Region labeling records

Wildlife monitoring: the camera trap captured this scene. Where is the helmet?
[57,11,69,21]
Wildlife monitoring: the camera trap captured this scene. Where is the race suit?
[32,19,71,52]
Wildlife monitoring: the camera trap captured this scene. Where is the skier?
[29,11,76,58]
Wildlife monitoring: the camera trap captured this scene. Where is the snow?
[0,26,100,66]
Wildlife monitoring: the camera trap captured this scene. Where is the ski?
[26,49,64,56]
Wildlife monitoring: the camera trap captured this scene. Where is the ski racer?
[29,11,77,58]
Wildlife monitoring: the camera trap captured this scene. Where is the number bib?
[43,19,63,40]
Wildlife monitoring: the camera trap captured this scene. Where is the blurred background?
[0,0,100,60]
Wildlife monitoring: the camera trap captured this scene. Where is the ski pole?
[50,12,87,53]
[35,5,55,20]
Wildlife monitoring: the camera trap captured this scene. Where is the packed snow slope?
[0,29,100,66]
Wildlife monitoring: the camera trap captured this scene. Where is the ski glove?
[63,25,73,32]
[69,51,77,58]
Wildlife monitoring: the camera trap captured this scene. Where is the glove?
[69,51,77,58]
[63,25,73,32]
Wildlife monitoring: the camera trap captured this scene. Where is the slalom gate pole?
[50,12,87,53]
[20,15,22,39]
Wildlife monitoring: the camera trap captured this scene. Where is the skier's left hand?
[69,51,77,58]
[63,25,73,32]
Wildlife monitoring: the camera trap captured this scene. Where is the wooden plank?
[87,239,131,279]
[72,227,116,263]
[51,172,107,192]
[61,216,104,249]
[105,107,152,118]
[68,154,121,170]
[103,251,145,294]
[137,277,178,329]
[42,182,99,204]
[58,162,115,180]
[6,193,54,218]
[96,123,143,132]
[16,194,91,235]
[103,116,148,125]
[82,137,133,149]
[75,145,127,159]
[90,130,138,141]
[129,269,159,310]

**Exercise**
Rewrite the lines above, changing every "camera trap" to "trail camera" and leaving everything else as it is.

**The completed task**
Wildlife monitoring: the trail camera captured this scene. Where is the helmet?
[57,11,69,21]
Wildlife monitoring: the trail camera captured this scene. Where is the race suit?
[32,19,71,52]
Wildlife monitoring: the trail camera captured this scene. Where is the skier?
[29,11,76,58]
Wildlife monitoring: the trail camera captured this scene. Where is the snow?
[0,26,100,66]
Wildlife monitoring: the trail camera captured this scene. Where is the ski?
[26,49,64,56]
Wildlife monitoring: the trail camera captured this scene. Where is the ski racer?
[29,11,77,58]
Wildlife monitoring: the trail camera captured this scene. Where is the number bib?
[43,19,63,40]
Wildlife monitoring: the trail camera captured this scene. Where is the blurred background?
[0,0,100,60]
Wildlife monitoring: the trail camera captured this scene. Where is the ski pole?
[50,12,87,53]
[35,5,55,20]
Wildlife monitoring: the trail camera captured this scene. Where is the packed snow slope?
[0,29,100,66]
Wildlife monitoring: the trail camera captured this scene. Where is the ski glove?
[63,25,73,32]
[69,51,77,58]
Wildlife monitoring: the trail camera captured this scene. Where is the glove?
[69,51,77,58]
[63,25,73,32]
Wildlife monitoring: the trail camera captured this scene. Where is the slalom gate pole?
[50,12,87,53]
[20,15,22,39]
Wildlife monitoring: the trail camera captured this scene. Where is the skier's left hand?
[69,51,77,58]
[63,25,73,32]
Wildlife monitoring: the trail camera captured this scene. Where is the wooden plank?
[87,239,131,279]
[72,227,116,263]
[51,172,107,192]
[61,216,104,249]
[105,107,152,118]
[68,154,121,170]
[103,251,145,294]
[137,277,178,329]
[42,182,99,204]
[58,162,115,180]
[6,193,54,218]
[96,123,143,132]
[16,194,91,235]
[103,116,148,125]
[82,137,133,149]
[75,145,127,159]
[90,130,138,141]
[129,269,159,310]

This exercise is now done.